WHAT THE EXERCISE ASKS: Add 130 to every number in the answer SVG, including the viewBox values and the polygon coordinates, and give the lines again from the start of the entries up to and including the line with "457 284 L 445". Copy every other line in that span unchanged, and leave out the pictures.

INFORMATION GIVEN:
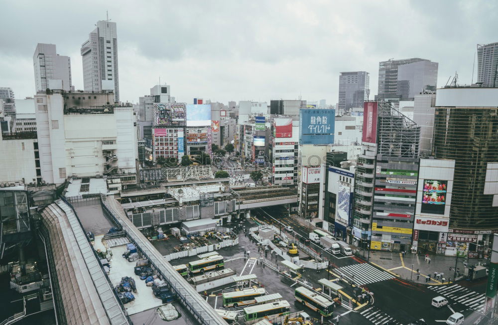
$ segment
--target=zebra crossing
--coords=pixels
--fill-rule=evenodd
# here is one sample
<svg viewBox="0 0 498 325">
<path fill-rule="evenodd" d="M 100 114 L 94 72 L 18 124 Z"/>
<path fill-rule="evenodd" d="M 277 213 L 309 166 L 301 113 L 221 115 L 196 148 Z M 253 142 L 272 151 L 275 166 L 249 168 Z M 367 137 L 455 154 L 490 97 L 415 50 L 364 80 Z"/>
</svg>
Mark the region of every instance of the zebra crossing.
<svg viewBox="0 0 498 325">
<path fill-rule="evenodd" d="M 457 284 L 445 286 L 429 286 L 427 288 L 478 313 L 482 313 L 484 310 L 486 294 L 479 294 Z"/>
<path fill-rule="evenodd" d="M 395 320 L 391 316 L 382 312 L 378 308 L 374 306 L 372 306 L 368 308 L 360 313 L 367 320 L 372 322 L 375 325 L 382 325 L 389 323 L 391 324 L 401 324 L 400 323 Z"/>
<path fill-rule="evenodd" d="M 394 276 L 380 271 L 366 263 L 343 266 L 335 270 L 344 278 L 360 286 L 394 278 Z"/>
</svg>

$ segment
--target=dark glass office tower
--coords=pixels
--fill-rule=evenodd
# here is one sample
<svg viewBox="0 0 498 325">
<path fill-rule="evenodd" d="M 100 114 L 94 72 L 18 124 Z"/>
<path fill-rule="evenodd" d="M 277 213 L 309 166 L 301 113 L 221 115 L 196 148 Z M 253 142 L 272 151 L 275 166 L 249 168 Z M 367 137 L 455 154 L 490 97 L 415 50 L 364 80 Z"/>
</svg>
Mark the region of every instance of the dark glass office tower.
<svg viewBox="0 0 498 325">
<path fill-rule="evenodd" d="M 450 228 L 498 229 L 498 88 L 438 89 L 433 154 L 454 160 Z"/>
</svg>

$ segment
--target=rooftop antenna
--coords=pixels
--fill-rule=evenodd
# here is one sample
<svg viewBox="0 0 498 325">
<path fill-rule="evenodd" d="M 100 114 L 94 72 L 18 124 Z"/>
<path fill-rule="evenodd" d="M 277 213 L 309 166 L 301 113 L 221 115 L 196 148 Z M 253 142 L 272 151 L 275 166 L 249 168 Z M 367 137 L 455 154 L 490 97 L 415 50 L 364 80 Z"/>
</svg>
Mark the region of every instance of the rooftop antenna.
<svg viewBox="0 0 498 325">
<path fill-rule="evenodd" d="M 474 83 L 474 69 L 476 67 L 476 52 L 474 52 L 474 62 L 472 62 L 472 80 L 470 82 L 471 85 Z"/>
</svg>

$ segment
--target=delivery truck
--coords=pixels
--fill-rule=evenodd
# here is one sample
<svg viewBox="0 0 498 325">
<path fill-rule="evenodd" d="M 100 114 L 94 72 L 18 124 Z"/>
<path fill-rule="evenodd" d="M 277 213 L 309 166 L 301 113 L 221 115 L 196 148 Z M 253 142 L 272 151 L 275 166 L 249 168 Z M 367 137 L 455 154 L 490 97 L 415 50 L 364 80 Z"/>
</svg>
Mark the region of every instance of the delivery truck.
<svg viewBox="0 0 498 325">
<path fill-rule="evenodd" d="M 340 240 L 338 241 L 337 243 L 339 244 L 339 246 L 341 247 L 341 253 L 345 255 L 353 255 L 353 251 L 351 250 L 351 248 L 349 247 L 349 245 Z"/>
</svg>

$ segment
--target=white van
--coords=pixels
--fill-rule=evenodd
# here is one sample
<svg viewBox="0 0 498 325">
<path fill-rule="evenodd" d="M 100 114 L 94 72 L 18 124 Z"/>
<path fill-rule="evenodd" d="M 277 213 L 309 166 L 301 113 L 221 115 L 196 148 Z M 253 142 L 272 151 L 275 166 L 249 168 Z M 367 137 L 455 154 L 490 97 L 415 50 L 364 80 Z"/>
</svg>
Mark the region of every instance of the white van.
<svg viewBox="0 0 498 325">
<path fill-rule="evenodd" d="M 435 307 L 441 308 L 443 306 L 445 306 L 448 305 L 448 301 L 446 300 L 446 298 L 444 297 L 439 296 L 436 297 L 435 298 L 433 298 L 432 302 L 431 303 L 431 305 Z"/>
<path fill-rule="evenodd" d="M 446 324 L 450 325 L 460 325 L 463 323 L 464 316 L 460 313 L 455 313 L 446 320 Z"/>
</svg>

TASK SOLUTION:
$ segment
--target=zebra crossing
--coords=pixels
--fill-rule=evenodd
# here is one sample
<svg viewBox="0 0 498 325">
<path fill-rule="evenodd" d="M 100 114 L 94 72 L 18 124 Z"/>
<path fill-rule="evenodd" d="M 277 213 L 309 166 L 301 113 L 221 115 L 196 148 Z M 253 142 L 272 151 L 275 166 L 249 168 Z M 367 137 L 455 154 L 490 97 L 415 50 L 364 80 Z"/>
</svg>
Mark the region of every instance of the zebra crossing.
<svg viewBox="130 130 628 455">
<path fill-rule="evenodd" d="M 587 414 L 575 416 L 559 416 L 557 418 L 608 443 L 612 443 L 614 440 L 616 424 L 609 424 Z"/>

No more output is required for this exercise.